■ SUPPLIED TEXT
Kamila Shamsie

Kamila Shamsie (born 1973) is a Pakistani novelist who writes in the English language. She was brought up in Karachi and attended Karachi Grammar School.

She has a BA in Creative Writing from Hamilton College, and an MFA from the MFA Program for Poets & Writers at the University of Massachusetts Amherst, where she was influenced by the Kashmiri poet Agha Shahid Ali. Shamsie wrote her first novel, In The City by the Sea, while still at UMass, and it was published in 1998. It was shortlisted for the John Llewellyn Rhys Prize in the UK, and Shamsie received the Prime Minister's Award for Literature in Pakistan in 1999. Her second novel, Salt and Saffron, followed in 2000, after which she was selected as one of Orange's 21 Writers of the 21st century. Her third novel, Kartography, received widespread critical acclaim and was shortlisted for the John Llewellyn Rhys award in the UK. Both Kartography and her next novel, Broken Verses, have won the Patras Bokhari Award from the Academy of Letters in Pakistan. Her fifth novel Burnt Shadows was shortlisted for the Orange Prize for Fiction. Her books have been translated in a number of languages.

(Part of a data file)
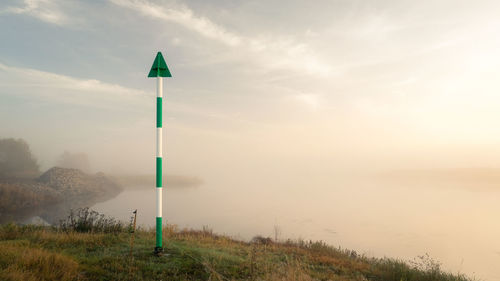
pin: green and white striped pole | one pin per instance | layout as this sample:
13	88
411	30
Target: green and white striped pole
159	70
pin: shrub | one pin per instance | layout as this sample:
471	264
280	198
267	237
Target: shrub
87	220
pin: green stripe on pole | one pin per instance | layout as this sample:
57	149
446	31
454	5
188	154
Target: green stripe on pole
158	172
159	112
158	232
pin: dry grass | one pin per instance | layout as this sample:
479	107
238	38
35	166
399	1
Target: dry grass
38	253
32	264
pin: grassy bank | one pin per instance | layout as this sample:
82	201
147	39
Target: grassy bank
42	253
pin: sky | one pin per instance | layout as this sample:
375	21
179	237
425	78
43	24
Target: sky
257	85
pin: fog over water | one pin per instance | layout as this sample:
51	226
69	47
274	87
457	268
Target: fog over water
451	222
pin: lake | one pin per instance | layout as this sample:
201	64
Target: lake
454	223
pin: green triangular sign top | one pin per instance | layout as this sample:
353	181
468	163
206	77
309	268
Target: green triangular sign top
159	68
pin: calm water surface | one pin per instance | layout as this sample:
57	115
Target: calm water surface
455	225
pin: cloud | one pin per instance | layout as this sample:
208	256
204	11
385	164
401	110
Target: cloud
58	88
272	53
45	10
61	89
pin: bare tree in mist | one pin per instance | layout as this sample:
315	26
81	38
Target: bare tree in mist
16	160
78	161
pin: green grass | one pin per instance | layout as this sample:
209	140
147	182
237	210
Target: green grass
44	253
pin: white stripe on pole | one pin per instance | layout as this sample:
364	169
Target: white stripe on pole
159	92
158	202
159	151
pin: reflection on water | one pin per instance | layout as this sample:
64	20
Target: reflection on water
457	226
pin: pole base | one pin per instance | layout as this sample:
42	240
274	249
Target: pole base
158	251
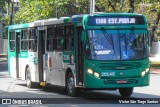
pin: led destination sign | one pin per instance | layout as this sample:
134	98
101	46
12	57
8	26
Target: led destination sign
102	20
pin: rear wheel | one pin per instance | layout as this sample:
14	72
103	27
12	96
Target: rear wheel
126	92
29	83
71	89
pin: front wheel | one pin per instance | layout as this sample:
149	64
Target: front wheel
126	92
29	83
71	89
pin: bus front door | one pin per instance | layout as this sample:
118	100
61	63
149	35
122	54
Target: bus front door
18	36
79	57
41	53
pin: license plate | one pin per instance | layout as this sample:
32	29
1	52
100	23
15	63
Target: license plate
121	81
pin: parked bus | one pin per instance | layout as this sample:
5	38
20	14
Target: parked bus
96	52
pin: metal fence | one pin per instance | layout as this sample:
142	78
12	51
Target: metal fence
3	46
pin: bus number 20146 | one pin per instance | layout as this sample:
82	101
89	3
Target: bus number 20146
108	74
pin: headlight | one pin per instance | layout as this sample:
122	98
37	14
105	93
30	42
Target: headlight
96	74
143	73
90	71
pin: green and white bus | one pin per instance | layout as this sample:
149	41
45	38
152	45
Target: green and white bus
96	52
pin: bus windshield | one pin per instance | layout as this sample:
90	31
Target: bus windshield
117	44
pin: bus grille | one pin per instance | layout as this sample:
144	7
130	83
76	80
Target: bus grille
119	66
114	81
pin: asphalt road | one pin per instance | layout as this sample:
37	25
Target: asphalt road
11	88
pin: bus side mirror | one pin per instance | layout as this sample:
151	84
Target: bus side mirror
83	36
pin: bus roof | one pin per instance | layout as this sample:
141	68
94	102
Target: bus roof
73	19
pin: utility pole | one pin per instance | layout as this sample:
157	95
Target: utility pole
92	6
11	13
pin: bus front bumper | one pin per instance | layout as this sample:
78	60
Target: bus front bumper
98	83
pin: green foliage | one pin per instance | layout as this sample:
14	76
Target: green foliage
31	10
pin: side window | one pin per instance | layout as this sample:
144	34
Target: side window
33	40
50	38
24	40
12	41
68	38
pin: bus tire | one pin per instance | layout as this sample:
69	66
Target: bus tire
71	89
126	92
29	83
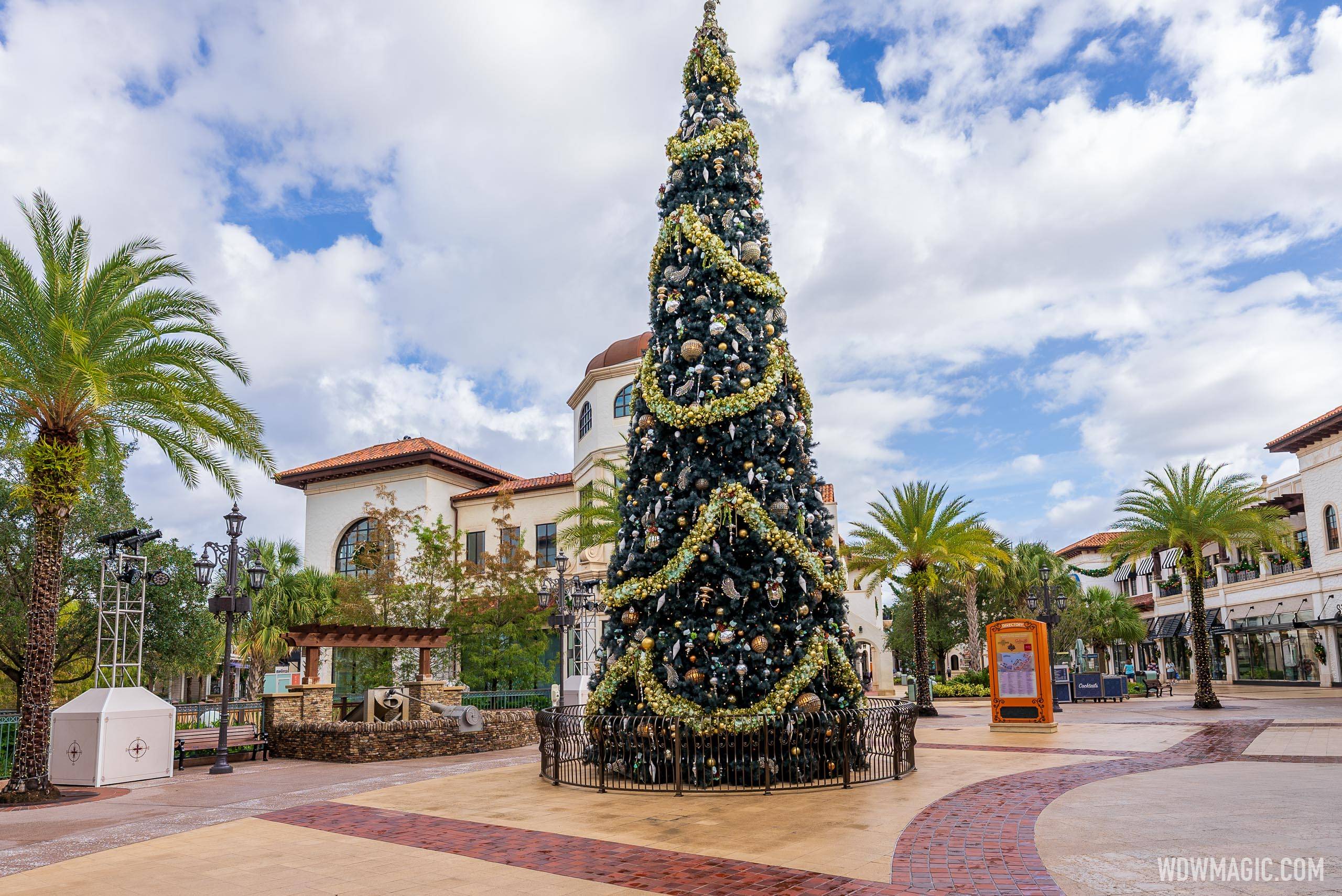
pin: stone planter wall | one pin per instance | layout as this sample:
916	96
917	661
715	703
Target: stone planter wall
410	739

==

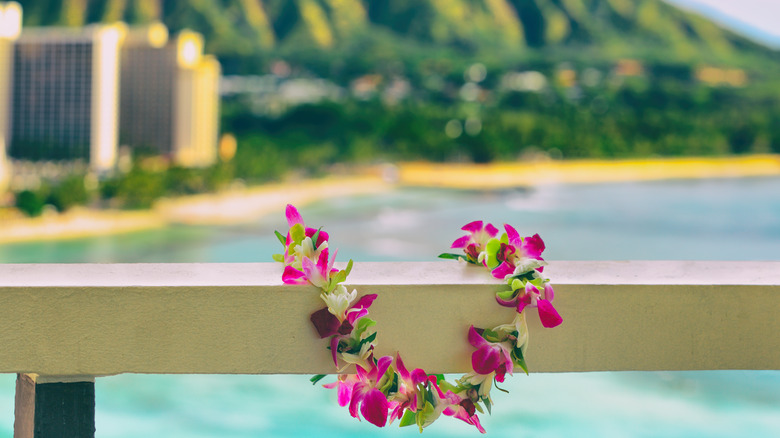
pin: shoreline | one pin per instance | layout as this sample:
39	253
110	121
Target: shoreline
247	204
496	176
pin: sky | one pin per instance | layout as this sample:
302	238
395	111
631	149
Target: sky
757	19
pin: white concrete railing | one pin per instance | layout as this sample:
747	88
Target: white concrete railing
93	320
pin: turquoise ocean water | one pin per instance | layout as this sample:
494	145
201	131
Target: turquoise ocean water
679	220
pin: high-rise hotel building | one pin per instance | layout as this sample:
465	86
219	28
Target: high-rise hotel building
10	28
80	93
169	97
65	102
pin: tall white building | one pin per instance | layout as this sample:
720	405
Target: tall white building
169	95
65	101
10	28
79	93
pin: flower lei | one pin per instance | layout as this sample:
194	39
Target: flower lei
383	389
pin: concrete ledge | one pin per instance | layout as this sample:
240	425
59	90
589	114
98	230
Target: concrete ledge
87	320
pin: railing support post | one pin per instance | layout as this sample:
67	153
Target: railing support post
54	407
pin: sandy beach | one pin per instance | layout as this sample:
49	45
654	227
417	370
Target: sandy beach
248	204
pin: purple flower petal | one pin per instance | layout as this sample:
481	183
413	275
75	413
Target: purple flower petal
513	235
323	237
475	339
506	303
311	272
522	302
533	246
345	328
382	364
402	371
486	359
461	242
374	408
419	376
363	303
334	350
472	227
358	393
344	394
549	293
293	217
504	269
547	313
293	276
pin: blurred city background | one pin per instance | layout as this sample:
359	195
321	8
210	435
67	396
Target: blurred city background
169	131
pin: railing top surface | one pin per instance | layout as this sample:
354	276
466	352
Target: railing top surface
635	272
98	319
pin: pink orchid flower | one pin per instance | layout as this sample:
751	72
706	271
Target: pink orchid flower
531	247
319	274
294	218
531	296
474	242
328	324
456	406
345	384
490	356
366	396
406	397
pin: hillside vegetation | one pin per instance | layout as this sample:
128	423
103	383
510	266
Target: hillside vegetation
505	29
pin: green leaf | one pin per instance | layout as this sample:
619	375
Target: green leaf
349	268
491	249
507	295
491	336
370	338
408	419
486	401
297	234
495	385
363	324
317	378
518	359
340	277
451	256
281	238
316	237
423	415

* * *

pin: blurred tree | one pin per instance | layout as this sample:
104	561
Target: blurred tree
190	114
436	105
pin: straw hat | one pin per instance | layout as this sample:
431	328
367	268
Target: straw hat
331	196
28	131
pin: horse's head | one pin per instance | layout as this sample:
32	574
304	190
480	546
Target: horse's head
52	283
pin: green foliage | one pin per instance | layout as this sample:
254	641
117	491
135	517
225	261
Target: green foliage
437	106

■ WHAT YOU WILL DO
(1) Answer these from the Kamila Shamsie biography:
(a) Which school did Shamsie attend in Karachi?
(b) In what year was In The City by the Sea published?
(c) Which of her novels was shortlisted for the Orange Prize for Fiction?
(2) Transcribe the Kamila Shamsie biography word for word, everything from "Kamila Shamsie (born" down to "Karachi Grammar School.".
(3) Does each statement agree with the Kamila Shamsie biography? Answer yes or no, quoting the words of the biography that settle it.
(a) Shamsie's second novel came out in 2000.
(b) Shamsie earned her BA at the University of Massachusetts Amherst.
(c) Broken Verses won the Patras Bokhari Award.

■ RESULTS FOR EACH TASK
(1)
(a) Karachi Grammar School
(b) 1998
(c) Burnt Shadows

(2)
Kamila Shamsie (born 1973) is a Pakistani novelist who writes in the English language. She was brought up in Karachi and attended Karachi Grammar School.

(3)
(a) Yes: "Her second novel, Salt and Saffron, followed in 2000"
(b) No: "She has a BA in Creative Writing from Hamilton College"
(c) Yes: "Both Kartography and her next novel, Broken Verses, have won the Patras Bokhari Award"